» **KUTIPAN**:
┄┄┄┄┄┄┄┄┄┄

Beranda · Pertanian · Perikanan · Peternakan · Berita

Multifungsi Kompos Jerami dalam Sistem Produksi Padi Berkelanjutan di Ekosistem Sawah Tadah Hujan



Jerami padi di ekosistem sawah tadah hujan tersedia melimpah dan potensial sebagai pembenah tanah. Jerami padi yang dikomposkan bersifat multi fungsi untuk meningkatkan hasil padi sawah tadah hujan, menyehatkan tanaman, memberikan emisi gas rumah kaca ke atmosfer bumi lebih rendah daripada jerami padi segar. Selama ini, jerami padi sisa hasil panen umumnya diangkut dari petak persawahan untuk konsumsi pakan ternak, dan sebagian dibakar di petak persawahan sehingga dikhawatirkan terjadi kehilangan hara. Selain itu, petani juga mengembalikan jerami padi secara langsung ke dalam sawah sehingga dapat mengganggu pengolahan tanah dan pertumbuhan tanaman padi, serta berpengaruh terhadap tingginya emisi gas rumah kaca terutama gas metana.

┄┄┄┄┄┄┄┄┄┄

» **TUGAS YANG DIKERJAKAN**:
a – Tentukan apakah setiap pernyataan berikut sesuai dengan kutipan tentang kompos jerami. Jawab ya atau tidak, lalu kutip kata-kata penentunya persis dari kutipan: (i) Jerami padi di ekosistem sawah tadah hujan tersedia dalam jumlah terbatas. (ii) Jerami padi yang dikomposkan menghasilkan emisi gas rumah kaca lebih rendah daripada jerami padi segar. (iii) Sebagian jerami padi sisa panen dibakar di petak persawahan.
b – Sebutkan semua fungsi jerami padi yang dikomposkan menurut kutipan tentang kompos jerami.
c – Tolong ringkas kutipan tentang kompos jerami dalam dua kalimat.

┄┄┄┄┄┄┄┄┄┄

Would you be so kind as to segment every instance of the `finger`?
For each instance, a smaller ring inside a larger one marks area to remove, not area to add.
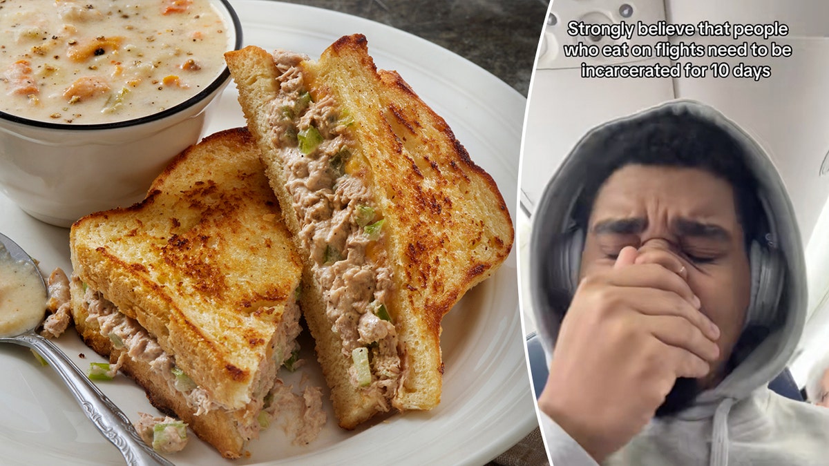
[[[620,269],[625,265],[633,265],[638,255],[638,251],[637,251],[636,248],[633,246],[625,246],[622,248],[622,250],[619,251],[618,256],[616,258],[616,263],[613,265],[613,269]]]
[[[720,328],[705,314],[676,293],[655,288],[623,288],[624,302],[631,308],[648,316],[674,316],[686,319],[709,340],[720,338]]]
[[[714,362],[720,357],[717,344],[685,318],[678,316],[647,316],[640,319],[640,325],[666,345],[687,350],[708,362]]]
[[[618,269],[614,268],[609,282],[621,287],[654,288],[670,291],[676,293],[697,309],[701,306],[700,299],[694,294],[688,283],[660,264],[637,264]]]
[[[663,351],[667,364],[672,368],[671,373],[676,377],[699,379],[711,371],[710,365],[693,352],[670,345],[666,345]]]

┄┄┄┄┄┄┄┄┄┄

» **HASIL LATIHAN**:
a –
(i) Tidak: "Jerami padi di ekosistem sawah tadah hujan tersedia melimpah"
(ii) Ya: "memberikan emisi gas rumah kaca ke atmosfer bumi lebih rendah daripada jerami padi segar"
(iii) Ya: "sebagian dibakar di petak persawahan"

b –
- Meningkatkan hasil padi sawah tadah hujan
- Menyehatkan tanaman
- Memberikan emisi gas rumah kaca ke atmosfer bumi lebih rendah daripada jerami padi segar

c – Jerami padi yang melimpah di sawah tadah hujan dapat dikomposkan sebagai pembenah tanah untuk meningkatkan hasil padi, menyehatkan tanaman, dan menekan emisi gas rumah kaca dibandingkan jerami segar. Selama ini, jerami sisa panen umumnya diangkut untuk pakan ternak, sebagian dibakar sehingga dikhawatirkan terjadi kehilangan hara, atau dikembalikan langsung ke sawah sehingga dapat mengganggu pengolahan tanah dan pertumbuhan padi serta meningkatkan emisi gas metana.